TASK MATERIAL.
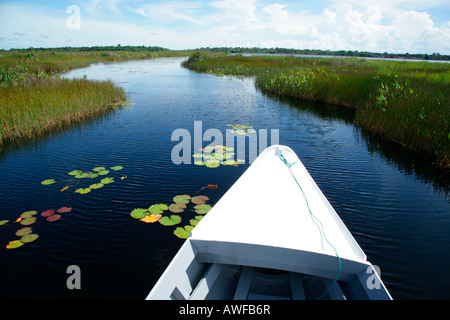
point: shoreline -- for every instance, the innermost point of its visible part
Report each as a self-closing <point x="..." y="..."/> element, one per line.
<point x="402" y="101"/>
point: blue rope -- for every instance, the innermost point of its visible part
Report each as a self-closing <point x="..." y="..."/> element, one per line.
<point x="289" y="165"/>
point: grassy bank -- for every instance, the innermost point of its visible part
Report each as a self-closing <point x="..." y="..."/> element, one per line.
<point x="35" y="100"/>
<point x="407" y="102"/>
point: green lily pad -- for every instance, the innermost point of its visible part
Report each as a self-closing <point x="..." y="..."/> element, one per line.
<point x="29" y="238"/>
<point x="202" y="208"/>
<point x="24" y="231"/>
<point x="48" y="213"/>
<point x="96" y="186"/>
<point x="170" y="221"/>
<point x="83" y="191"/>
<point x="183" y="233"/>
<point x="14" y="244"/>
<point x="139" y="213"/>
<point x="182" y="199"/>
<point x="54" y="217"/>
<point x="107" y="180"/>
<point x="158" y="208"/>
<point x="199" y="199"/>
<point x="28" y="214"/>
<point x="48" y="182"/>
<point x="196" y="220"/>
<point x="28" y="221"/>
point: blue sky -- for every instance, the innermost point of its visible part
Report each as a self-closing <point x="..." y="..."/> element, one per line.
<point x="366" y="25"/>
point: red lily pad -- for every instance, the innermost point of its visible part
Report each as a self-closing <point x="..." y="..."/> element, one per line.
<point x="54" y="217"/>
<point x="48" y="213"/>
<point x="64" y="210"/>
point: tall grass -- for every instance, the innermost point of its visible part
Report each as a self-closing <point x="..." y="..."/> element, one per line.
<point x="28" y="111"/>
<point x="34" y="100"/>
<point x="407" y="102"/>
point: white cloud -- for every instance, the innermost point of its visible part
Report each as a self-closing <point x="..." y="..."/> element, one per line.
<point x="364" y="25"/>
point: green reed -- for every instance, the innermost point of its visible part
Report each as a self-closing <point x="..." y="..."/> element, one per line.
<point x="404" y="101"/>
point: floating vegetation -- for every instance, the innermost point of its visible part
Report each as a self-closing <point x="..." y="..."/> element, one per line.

PROMPT.
Take the lines above from the one containing "point: tall grass" to the one containing "point: white cloud" and retype them exactly, both ends included, with nothing added.

EXPECTED ANSWER.
point: tall grass -- for every instance, the innermost point of its visible part
Report each as a self-closing <point x="..." y="..."/> element, one per line.
<point x="28" y="111"/>
<point x="34" y="100"/>
<point x="407" y="102"/>
point: white cloud -- for every instance, the innermost point of its visible part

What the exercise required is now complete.